▸ EXERCISE INSTRUCTIONS
Convert the records from the line containing "For every instance of the wispy" up to and including the line containing "pixel 75 477" into a JSON list of strings. Give one string per line and leave out blank lines.

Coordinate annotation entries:
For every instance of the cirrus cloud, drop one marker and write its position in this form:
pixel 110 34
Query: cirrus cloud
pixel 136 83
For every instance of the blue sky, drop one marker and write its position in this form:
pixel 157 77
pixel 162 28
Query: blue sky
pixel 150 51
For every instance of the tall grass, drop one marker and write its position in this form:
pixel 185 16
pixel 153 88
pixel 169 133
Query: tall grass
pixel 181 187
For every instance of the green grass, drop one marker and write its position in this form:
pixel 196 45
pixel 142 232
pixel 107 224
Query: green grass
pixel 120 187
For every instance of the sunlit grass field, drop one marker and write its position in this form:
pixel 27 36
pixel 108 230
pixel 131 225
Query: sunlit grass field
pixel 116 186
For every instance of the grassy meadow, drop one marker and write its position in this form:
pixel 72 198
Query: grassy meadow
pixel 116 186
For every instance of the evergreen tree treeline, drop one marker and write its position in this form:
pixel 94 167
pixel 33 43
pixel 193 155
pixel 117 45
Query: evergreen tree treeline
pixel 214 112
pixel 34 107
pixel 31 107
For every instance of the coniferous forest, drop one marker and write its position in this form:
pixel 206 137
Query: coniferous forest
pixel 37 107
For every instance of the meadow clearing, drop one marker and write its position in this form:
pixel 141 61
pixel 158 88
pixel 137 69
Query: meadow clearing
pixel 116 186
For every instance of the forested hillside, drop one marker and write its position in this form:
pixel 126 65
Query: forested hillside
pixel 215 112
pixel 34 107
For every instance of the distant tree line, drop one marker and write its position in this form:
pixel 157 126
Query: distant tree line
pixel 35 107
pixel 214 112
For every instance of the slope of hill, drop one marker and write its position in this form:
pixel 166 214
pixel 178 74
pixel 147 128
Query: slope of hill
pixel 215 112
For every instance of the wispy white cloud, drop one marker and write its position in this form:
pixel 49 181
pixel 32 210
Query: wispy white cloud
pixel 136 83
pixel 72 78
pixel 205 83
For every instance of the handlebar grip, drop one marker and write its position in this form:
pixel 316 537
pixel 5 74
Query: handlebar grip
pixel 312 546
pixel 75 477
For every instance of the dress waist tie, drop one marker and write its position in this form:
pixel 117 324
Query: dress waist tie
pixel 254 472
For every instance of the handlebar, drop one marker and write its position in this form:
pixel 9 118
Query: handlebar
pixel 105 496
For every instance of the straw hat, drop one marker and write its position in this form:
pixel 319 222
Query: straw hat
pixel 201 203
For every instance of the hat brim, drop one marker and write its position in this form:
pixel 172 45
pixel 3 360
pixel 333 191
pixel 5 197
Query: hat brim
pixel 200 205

▸ PROBLEM SOLUTION
[
  "For every instance of the wispy white cloud, drop one marker and write its position in this form:",
  "pixel 49 181",
  "pixel 32 210",
  "Query: wispy white cloud",
  "pixel 136 83",
  "pixel 72 78",
  "pixel 205 83",
  "For every instance of the handlebar grip, drop one marker and write its position in this form:",
  "pixel 316 537",
  "pixel 5 74",
  "Query: handlebar grip",
  "pixel 312 546",
  "pixel 75 477"
]